● Given entries:
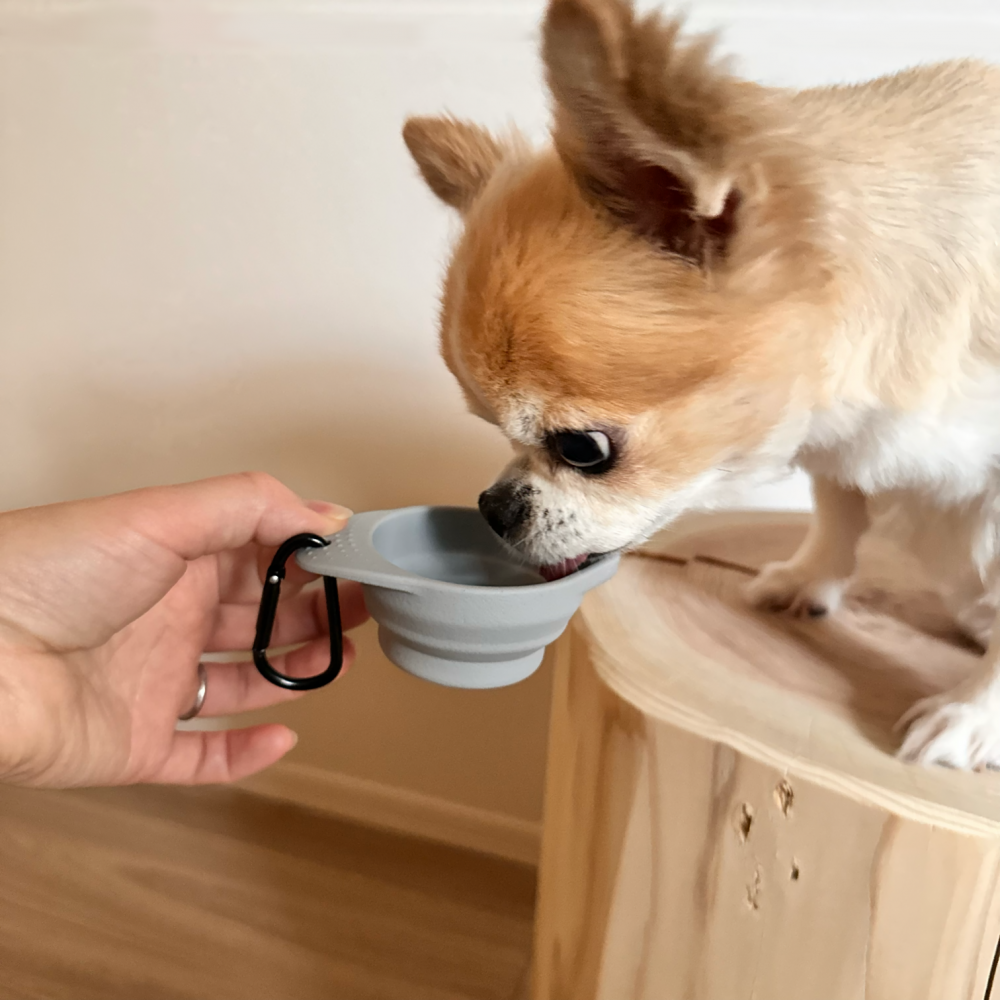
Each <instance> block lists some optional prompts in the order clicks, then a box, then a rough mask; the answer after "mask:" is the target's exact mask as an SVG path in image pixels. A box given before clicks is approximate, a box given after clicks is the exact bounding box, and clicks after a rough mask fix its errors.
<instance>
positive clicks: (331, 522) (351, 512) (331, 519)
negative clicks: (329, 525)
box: [306, 500, 354, 528]
mask: <svg viewBox="0 0 1000 1000" xmlns="http://www.w3.org/2000/svg"><path fill="white" fill-rule="evenodd" d="M306 506H307V507H308V508H309V509H310V510H314V511H316V513H317V514H320V515H322V516H323V517H325V518H326V520H327V521H329V522H330V524H331V526H332V527H337V528H340V527H343V524H344V521H347V520H349V519H350V518H351V517H352V516H353V515H354V511H353V510H350V509H348V508H347V507H341V506H340V504H338V503H327V502H326V501H325V500H310V501H309V502H308V503H307V504H306Z"/></svg>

● Problem statement: Copy every line of the items above verbatim, but leave the pictures out of your answer.

● The completed task:
Each <instance> block lists some optional prompts in the order clicks, then a box, then a rough mask; the answer after "mask:" is the target's exact mask as an SVG path in image pixels. A box given before clicks is approximate, a box given after clicks is the exact bounding box, and clicks after a rough mask fix its errors.
<instance>
positive clicks: (331, 522) (351, 512) (331, 519)
negative clicks: (329, 525)
box: [306, 500, 354, 528]
mask: <svg viewBox="0 0 1000 1000" xmlns="http://www.w3.org/2000/svg"><path fill="white" fill-rule="evenodd" d="M306 506H307V507H308V508H309V509H310V510H314V511H316V513H317V514H320V515H322V516H323V517H325V518H326V520H327V521H329V522H330V524H331V526H332V527H337V528H340V527H343V524H344V521H347V520H349V519H350V518H351V517H352V516H353V515H354V511H353V510H350V509H348V508H347V507H341V506H340V504H338V503H327V502H326V501H325V500H310V501H309V502H308V503H307V504H306Z"/></svg>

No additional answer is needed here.